## DIRECTIVE 1
In the passage below on regularization and shrinkage, what two disadvantages of having too many predictors in the final model are given?
## DIRECTIVE 2
Write the next part of the passage below on regularization with LASSO and Ridge regression, starting right after its last sentence.

## SUPPLIED PASSAGE
....................

Now that we have covered OLS, we will try to improve on that by using regularization and coefficient shrinkage using LASSO and Ridge regression. One of the problems with OLS is that occasionally, for some datasets, the coefficients assigned to the predictor variables can grow to be very large. Also, OLS can end up assigning non-zero weights to all predictors and the total number of predictors in the final predictive model can be a very large number. Regularization tries to address both problems, that is, the problem of too many predictors and the problem of predictors with very large coefficients. Too many predictors in the final model is disadvantageous because it leads to overfitting, in addition to requiring more computations to predict. Predictors with large coefficients are disadvantageous because a few predictors with large coefficients can overpower the entire model's prediction, and small changes in predictor values can cause large swings in predicted output. We address this by introducing the concepts of regularization and shrinkage.

....................

## DATA LINES
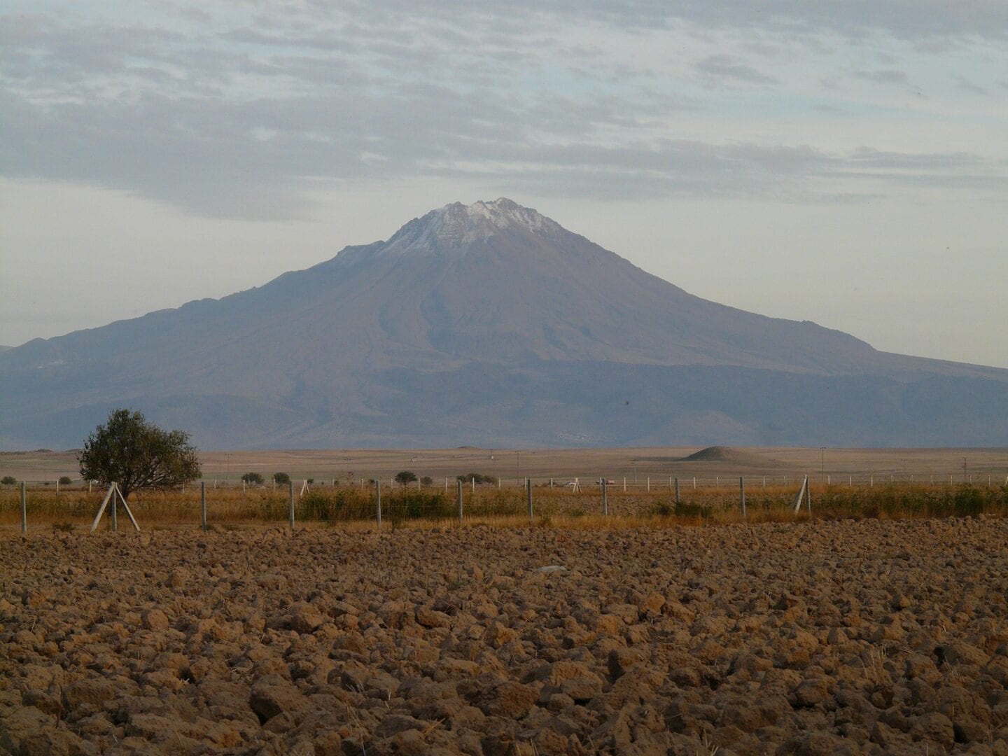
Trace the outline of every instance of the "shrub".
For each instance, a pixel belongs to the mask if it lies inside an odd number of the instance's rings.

....................

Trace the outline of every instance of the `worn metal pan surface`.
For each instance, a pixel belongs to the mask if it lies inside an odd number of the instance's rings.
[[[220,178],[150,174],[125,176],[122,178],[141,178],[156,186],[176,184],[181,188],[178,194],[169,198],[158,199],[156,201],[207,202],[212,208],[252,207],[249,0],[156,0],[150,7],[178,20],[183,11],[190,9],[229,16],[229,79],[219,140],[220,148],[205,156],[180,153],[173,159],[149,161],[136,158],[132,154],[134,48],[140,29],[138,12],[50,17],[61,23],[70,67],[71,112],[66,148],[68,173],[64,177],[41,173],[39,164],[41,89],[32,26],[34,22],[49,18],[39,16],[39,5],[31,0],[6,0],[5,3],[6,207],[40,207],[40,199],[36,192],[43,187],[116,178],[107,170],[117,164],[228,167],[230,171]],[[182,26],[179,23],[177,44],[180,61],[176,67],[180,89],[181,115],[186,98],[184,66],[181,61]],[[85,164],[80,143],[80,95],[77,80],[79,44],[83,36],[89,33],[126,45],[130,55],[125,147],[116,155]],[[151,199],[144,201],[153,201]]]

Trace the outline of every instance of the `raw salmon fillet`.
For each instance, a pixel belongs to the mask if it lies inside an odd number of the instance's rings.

....................

## EXERCISE OUTPUT 1
It leads to overfitting and requires more computations to predict.

## EXERCISE OUTPUT 2
Regularization is the technique of introducing a penalty term on the coefficient weights and making that a part of the mean squared error, which regression tries to minimize. Intuitively, what this does is that it will let coefficient values grow, but only if there is a comparable decrease in MSE values. Conversely, if reducing the coefficient weights doesn't increase the MSE values too much, then it will shrink those coefficients. The extra penalty term is known as the regularization term, and since it results in a reduction of the magnitudes of coefficients, it is known as shrinkage.
Depending on the type of penalty term involving magnitudes of coefficients, it is either L1 regularization or L2 regularization. When the penalty term is the sum of the absolute values of all coefficients, this is known as L1 regularization (LASSO), and, when the penalty term is the sum of the squared values of the coefficients, this is known as L2 regularization (Ridge). It is also possible to combine both L1 and L2 regularization, and that is known as elastic net regression. To control how much penalty is added because of these regularization terms, we control it by tuning the regularization hyperparameter. In the case of elastic net regression, there are two regularization hyperparameters, one for the L1 penalty and the other one for the L2 penalty.
Let's apply Lasso regression to our dataset and inspect the coefficients in the following code. With a regularization parameter of 0.1, we see that the first predictor gets assigned a coefficient that is roughly half of what was assigned by OLS:
from sklearn import linear_model
# Fit the model
lasso = linear_model.Lasso(alpha=0.1)
lasso.fit(X_train, Y_train)
# The coefficients
print('Coefficients: ', lasso.coef_)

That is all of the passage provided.